# DESCRIPTION OF THE TASK
Copy every entry precisely.

# GIVEN RECORDS
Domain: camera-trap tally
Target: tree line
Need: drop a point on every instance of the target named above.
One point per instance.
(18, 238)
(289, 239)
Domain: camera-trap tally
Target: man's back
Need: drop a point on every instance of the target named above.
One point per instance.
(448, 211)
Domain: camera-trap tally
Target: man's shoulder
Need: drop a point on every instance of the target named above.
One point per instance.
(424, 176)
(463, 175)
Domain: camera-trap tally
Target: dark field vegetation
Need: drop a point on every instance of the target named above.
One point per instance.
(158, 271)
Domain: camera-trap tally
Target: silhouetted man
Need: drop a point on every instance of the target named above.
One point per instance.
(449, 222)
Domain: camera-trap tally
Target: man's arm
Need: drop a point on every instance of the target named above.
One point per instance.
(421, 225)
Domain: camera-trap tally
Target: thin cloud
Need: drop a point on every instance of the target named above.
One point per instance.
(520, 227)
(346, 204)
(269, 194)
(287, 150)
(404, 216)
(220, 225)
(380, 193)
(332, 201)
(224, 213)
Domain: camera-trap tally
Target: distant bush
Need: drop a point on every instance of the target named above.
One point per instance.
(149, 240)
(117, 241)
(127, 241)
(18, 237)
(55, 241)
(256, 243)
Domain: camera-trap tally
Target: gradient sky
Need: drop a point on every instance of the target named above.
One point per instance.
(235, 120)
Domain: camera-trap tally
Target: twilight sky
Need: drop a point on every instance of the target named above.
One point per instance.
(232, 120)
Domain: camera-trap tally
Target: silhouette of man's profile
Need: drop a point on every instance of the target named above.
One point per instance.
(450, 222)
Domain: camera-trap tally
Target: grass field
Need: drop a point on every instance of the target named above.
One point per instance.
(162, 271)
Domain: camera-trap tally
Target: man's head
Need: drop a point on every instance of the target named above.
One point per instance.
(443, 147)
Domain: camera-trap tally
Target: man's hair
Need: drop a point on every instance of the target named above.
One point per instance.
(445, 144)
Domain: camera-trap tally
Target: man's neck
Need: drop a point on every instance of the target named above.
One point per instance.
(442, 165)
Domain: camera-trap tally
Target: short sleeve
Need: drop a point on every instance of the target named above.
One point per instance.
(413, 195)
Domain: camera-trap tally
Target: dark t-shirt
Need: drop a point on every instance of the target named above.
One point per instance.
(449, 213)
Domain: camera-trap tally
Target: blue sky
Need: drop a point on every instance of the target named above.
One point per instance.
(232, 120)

# EXERCISE RESPONSE
Domain: camera-trap tally
Target: tree line
Need: drop a point on every instance of the target named above.
One point per instance.
(18, 238)
(289, 239)
Domain: camera-trap tally
Target: man's back
Need: drop a point on every instance of the target named above.
One point per instance.
(448, 211)
Domain: camera-trap tally
Target: man's shoulder
Need: drop a point on every instance of the target named above.
One point per instance.
(424, 176)
(463, 175)
Domain: camera-trap tally
Target: dark field vegetation
Need: drop a point on every instance of the target named above.
One point per instance.
(158, 271)
Domain: camera-trap tally
Target: silhouetted man
Need: drop a point on every instance of the target named above.
One point per instance.
(449, 222)
Domain: camera-trap tally
Target: man's arm
Need: drop a point on every instance of the target named above.
One point per instance.
(421, 225)
Domain: camera-trap tally
Target: thin cloud
Need: drop a point on every instance of the target named above.
One point per instance.
(520, 227)
(346, 204)
(269, 194)
(287, 150)
(404, 216)
(220, 225)
(380, 193)
(332, 201)
(224, 213)
Domain: camera-trap tally
Target: distant bush
Need: drop a point on every instance of the target named above.
One point per instance.
(149, 240)
(117, 241)
(127, 241)
(18, 237)
(55, 241)
(256, 243)
Domain: camera-trap tally
Target: gradient sky
Need: drop a point on every instance of the target named above.
One point per instance.
(235, 120)
Domain: camera-trap tally
Target: twilight sky
Need: drop a point on every instance of the target named above.
One point per instance.
(232, 120)
Domain: camera-trap tally
Target: silhouette of man's profile
Need: drop a point on every instance of the target named above.
One point per instance.
(450, 222)
Domain: camera-trap tally
Target: grass field
Need: drop a point on every instance of the target named above.
One point per instance.
(162, 271)
Domain: camera-trap tally
Target: man's head
Need: drop a point on every instance of the target named above.
One point per instance.
(443, 147)
Domain: camera-trap tally
Target: man's hair
Need: drop a point on every instance of the target named above.
One point per instance.
(445, 144)
Domain: camera-trap tally
Target: man's neck
Need: drop a point on every instance of the target named above.
One point per instance.
(442, 165)
Domain: camera-trap tally
Target: short sleeve
Need: drop a point on every instance of the target named above.
One point per instance.
(413, 195)
Domain: camera-trap tally
Target: dark t-shirt
Need: drop a point on every instance of the target named above.
One point per instance.
(449, 213)
Domain: camera-trap tally
Target: blue sky
Need: drop a point on every instance of the target named above.
One point per instance.
(232, 120)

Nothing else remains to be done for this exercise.